TEXT SHOWN:
Tranexamic acid, an anti-fibrinolytic, helps reduce bleeding. When bleeding can be attenuated, patient-oriented outcomes related to bleeding can be improved. Its effect on outcomes, however, mirrors its clinical effect: quite small. In CRASH-2, general adult trauma with significant extracranial bleeding, the 28-day all-cause mortality reduction was 1.5%. In WOMAN, death due to bleeding from post-partum hemorrhage was reduced 0.4%.
Now, we address the use of TXA for intracranial bleeding. This has been evaluated before, however, in the TICH-2 trial. The primary outcome for TICH-2 was functional status at day 90, which was not reliably different between groups, nor was mortality at 90 days. There were, however, only 2,325 participants in this trial. CRASH-3, on the other hand, has enrolled 12,737.
With nearly six times as many patients, there are likewise about six times as many events – leading to detection of a small difference in head injury-related death, 18.5% in those receiving TXA versus 19.8% receiving placebo. Broken down further, the authors refine source of this difference primarily to those receiving TXA within three hours, and in those with mild and moderate head injury. Beyond three hours and in those with severe head injury, TXA administration was not associated with any reliable benefit (or harm).
However, any enthusiasm for TXA must evaporate when the results are no longer parsed based solely on head injury-related death. All-cause mortality is ultimately no different, with a reported RR of 0·96 (0·89–1·04). It would certainly be preferable if TXA were clearly beneficial, as opposed to observing an excess of non-head injury-related deaths to counterbalance its seeming benefit. Furthermore, looking at their various measures of disability, no clear advantage is seen favoring TXA. The ultimate flavor of their observations are somewhat embittered by these loamy morsels.

INFORMATION SHOWN:
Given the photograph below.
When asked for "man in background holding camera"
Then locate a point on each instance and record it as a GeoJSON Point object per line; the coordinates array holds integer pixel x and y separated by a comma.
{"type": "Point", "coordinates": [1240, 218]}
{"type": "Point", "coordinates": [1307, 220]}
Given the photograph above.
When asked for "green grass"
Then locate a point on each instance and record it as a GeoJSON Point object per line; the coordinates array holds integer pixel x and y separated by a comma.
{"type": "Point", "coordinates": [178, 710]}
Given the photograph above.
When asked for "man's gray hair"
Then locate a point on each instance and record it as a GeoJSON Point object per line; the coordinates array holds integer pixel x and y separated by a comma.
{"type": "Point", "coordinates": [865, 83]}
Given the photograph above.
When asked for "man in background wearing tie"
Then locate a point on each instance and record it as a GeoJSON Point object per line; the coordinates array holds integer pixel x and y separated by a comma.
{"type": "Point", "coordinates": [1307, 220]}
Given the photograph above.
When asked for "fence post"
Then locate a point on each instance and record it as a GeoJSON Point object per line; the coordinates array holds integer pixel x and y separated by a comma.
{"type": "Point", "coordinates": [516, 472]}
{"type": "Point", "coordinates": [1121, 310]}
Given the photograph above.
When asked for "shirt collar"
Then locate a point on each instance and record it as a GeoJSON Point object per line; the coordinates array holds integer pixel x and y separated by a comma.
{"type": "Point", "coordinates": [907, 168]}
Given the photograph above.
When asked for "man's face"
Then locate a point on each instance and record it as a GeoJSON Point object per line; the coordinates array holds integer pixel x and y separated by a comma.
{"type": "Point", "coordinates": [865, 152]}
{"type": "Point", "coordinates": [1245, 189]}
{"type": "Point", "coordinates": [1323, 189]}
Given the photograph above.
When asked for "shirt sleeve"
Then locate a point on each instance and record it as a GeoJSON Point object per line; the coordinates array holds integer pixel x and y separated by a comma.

WORK ITEM:
Answer from the text on tranexamic acid:
(a) What 28-day all-cause mortality reduction did CRASH-2 report?
(b) How many participants were in the TICH-2 trial?
(c) In CRASH-3, what were the head injury-related death rates with TXA and with placebo?

SOLUTION FOR THIS TASK:
(a) 1.5%
(b) 2,325
(c) 18.5% with TXA and 19.8% with placebo